→ **Brief**
Can you give back, word for word, the records from the line with "Each instance receives exactly one keypoint. Mark the driver" to the line with "Each instance receives exactly one keypoint. Mark the car", including both of those lines?

++++ Supplied material ++++

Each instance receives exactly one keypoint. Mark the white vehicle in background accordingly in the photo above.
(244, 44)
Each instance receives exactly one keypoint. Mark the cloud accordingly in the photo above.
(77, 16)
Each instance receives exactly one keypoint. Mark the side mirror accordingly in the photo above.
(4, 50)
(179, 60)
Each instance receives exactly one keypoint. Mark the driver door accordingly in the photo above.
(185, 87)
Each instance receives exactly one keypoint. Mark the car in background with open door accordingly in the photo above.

++++
++++ Supplied material ++++

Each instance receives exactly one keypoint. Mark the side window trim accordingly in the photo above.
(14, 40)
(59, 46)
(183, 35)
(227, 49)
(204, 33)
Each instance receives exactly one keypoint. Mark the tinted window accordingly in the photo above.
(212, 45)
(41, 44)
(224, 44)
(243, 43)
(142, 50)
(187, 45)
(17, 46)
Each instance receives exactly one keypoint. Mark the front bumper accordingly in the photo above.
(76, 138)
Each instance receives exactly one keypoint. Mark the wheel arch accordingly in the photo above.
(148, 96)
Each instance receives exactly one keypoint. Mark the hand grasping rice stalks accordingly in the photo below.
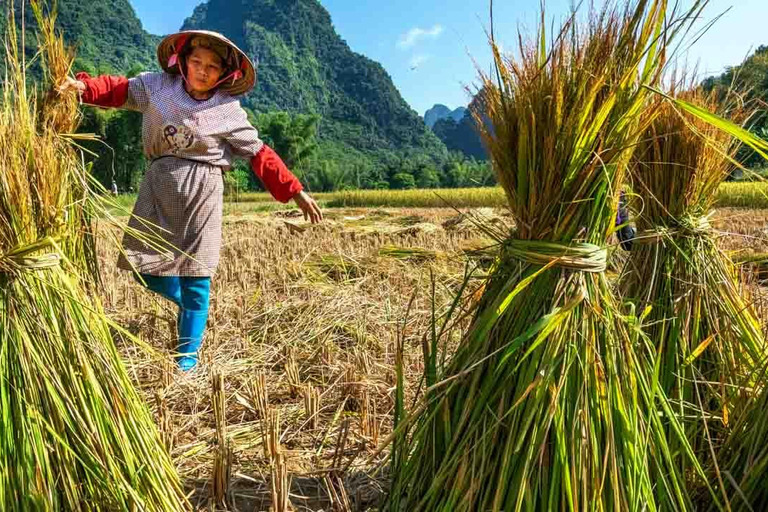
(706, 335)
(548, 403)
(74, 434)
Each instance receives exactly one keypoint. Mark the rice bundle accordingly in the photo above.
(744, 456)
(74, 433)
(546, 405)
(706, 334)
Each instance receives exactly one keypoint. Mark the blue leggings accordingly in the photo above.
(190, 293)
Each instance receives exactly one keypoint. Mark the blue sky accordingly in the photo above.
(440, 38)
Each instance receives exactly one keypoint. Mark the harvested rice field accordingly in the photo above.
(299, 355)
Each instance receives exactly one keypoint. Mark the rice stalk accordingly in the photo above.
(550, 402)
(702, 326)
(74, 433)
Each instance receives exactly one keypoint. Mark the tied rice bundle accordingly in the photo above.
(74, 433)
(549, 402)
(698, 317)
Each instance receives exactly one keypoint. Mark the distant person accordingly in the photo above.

++++

→ **Solution to this exercise**
Each instance receives exactly one keypoint. Mark the driver door accordingly in the photo above.
(185, 87)
Each instance receives exactly one keypoint. Mark the car in background with open door accordingly in the photo above.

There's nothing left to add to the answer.